→ What is expected
List, from the lines below, each one with "negative" in it.

→ Stored data
* * *

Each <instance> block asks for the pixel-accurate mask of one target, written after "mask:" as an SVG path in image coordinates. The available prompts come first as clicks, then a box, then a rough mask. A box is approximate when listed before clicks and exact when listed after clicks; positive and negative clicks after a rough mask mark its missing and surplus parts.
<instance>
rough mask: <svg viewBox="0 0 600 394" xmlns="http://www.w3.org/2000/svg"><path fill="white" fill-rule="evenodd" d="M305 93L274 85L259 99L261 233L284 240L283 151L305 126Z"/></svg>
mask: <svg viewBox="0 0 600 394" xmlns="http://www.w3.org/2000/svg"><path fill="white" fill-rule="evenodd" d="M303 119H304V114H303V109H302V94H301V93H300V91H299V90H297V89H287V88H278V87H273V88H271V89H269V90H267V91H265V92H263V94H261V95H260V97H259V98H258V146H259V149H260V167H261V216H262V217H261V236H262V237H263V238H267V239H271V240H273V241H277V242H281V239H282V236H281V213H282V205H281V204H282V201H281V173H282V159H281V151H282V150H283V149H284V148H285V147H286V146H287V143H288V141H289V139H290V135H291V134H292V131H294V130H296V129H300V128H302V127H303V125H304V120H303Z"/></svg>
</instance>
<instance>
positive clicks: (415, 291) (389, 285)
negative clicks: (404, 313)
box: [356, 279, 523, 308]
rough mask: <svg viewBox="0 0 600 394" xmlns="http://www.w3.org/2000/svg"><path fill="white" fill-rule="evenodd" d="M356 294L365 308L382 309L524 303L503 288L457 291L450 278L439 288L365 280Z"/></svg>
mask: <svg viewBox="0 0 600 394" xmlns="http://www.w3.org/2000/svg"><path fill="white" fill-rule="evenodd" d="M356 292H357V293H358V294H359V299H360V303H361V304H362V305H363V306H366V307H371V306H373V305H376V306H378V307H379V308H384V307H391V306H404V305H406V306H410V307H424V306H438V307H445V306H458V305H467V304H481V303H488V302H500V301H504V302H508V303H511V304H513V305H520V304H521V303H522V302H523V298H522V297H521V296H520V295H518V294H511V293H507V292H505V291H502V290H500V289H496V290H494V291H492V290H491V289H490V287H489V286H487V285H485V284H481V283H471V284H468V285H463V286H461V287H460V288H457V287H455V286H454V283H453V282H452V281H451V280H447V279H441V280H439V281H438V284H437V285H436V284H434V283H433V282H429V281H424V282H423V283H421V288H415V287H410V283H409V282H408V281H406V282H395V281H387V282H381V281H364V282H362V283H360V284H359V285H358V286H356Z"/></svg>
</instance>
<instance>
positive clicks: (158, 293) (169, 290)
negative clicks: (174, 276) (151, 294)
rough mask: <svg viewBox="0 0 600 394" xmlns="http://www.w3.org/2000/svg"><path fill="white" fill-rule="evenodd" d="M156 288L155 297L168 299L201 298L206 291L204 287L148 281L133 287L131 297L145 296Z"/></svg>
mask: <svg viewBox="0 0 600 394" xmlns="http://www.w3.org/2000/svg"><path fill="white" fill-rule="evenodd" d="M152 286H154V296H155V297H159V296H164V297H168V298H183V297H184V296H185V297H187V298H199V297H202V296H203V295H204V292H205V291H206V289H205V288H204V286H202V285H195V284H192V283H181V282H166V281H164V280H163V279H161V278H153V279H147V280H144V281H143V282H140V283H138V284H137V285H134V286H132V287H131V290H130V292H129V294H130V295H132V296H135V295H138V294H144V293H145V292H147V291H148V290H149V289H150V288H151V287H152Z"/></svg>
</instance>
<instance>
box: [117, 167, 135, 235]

* * *

→ Solution to this problem
Each <instance> block asks for the pixel-accurate mask of one target, written after "mask:" as an SVG path in image coordinates. The available prompts come first as clicks, then a box, then a rough mask. A box is approximate when listed before clicks and exact when listed after clicks; positive and negative clicks after a rough mask mark its missing and surplus parts.
negative clicks: (404, 313)
negative clicks: (174, 276) (151, 294)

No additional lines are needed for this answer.